== Directions ==
Among the records that follow, find the line with "Target: jersey collar" and the line with "Target: raised arm". Set down those lines and all lines between them exactly, without adding anything.

----- Data supplied -----

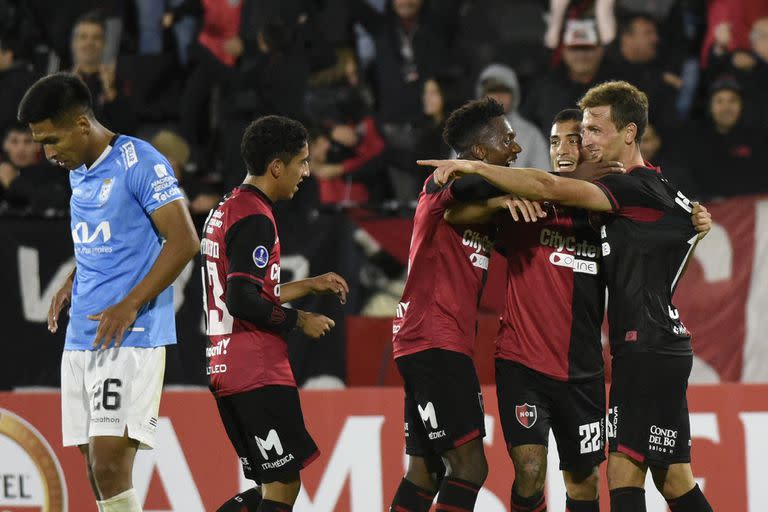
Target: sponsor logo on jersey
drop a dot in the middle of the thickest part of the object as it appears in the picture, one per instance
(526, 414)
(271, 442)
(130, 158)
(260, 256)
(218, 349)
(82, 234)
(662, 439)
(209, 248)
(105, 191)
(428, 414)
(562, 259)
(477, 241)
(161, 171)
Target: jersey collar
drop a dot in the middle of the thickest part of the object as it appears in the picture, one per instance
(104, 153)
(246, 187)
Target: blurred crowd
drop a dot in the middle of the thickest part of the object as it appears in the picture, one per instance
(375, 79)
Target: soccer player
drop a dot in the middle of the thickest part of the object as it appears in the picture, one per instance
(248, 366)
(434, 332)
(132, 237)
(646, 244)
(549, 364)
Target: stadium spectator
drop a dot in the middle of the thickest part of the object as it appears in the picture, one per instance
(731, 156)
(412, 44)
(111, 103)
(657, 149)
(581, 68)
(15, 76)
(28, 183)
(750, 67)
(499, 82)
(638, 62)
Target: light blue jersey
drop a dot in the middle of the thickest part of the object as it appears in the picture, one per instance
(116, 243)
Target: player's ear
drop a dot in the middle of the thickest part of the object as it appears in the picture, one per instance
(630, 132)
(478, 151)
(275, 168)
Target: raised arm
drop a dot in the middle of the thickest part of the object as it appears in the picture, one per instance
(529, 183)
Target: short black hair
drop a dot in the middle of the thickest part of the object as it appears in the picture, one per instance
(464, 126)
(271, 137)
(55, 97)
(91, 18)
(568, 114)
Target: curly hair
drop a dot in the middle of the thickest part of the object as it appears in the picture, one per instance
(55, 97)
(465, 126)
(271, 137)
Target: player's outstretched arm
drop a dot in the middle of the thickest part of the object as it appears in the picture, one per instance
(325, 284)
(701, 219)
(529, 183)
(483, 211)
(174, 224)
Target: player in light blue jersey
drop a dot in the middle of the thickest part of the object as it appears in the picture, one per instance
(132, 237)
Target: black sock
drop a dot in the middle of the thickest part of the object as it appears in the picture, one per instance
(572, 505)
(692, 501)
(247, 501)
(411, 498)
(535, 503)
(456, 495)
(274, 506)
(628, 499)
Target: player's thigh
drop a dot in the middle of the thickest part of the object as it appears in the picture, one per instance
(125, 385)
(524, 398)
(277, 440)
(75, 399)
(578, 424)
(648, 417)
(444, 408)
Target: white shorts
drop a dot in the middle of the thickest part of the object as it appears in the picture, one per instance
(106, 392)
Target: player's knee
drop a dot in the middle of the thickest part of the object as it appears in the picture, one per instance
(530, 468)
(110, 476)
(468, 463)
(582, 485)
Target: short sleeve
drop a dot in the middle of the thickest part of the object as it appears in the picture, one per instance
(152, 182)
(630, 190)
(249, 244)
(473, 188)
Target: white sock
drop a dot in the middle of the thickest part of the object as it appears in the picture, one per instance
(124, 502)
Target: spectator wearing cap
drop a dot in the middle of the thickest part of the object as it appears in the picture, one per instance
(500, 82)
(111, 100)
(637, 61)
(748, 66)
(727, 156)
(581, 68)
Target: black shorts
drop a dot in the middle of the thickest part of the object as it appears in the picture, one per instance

-----

== Response ==
Target: jersey collar
drop a dot in the middle of the thickest part of the object as it appears in the picture, one per instance
(104, 153)
(246, 187)
Target: blurred crowd
drop a dot in the middle of the thickest part of the object as it appears in the picture, one per instance
(375, 79)
Target: soccer player
drop a dot in the middle of the thickest part of the object as it appears in the picture, one per instance
(248, 366)
(434, 332)
(132, 237)
(646, 244)
(549, 364)
Target: stadium spectator
drop a dot in the middle of the thickest part of the object as it appears in the picture, one per instance
(731, 156)
(412, 44)
(111, 103)
(657, 149)
(581, 68)
(15, 76)
(28, 183)
(750, 67)
(499, 82)
(638, 62)
Target: light blue jersey
drop a dot in the middle of the thickest part of the object as it appears in the picture, one per instance
(116, 243)
Target: player's ear
drop a dot in the middle of the thickest part of the object as it appears in the picture, one per instance
(630, 132)
(478, 151)
(275, 168)
Target: raised arm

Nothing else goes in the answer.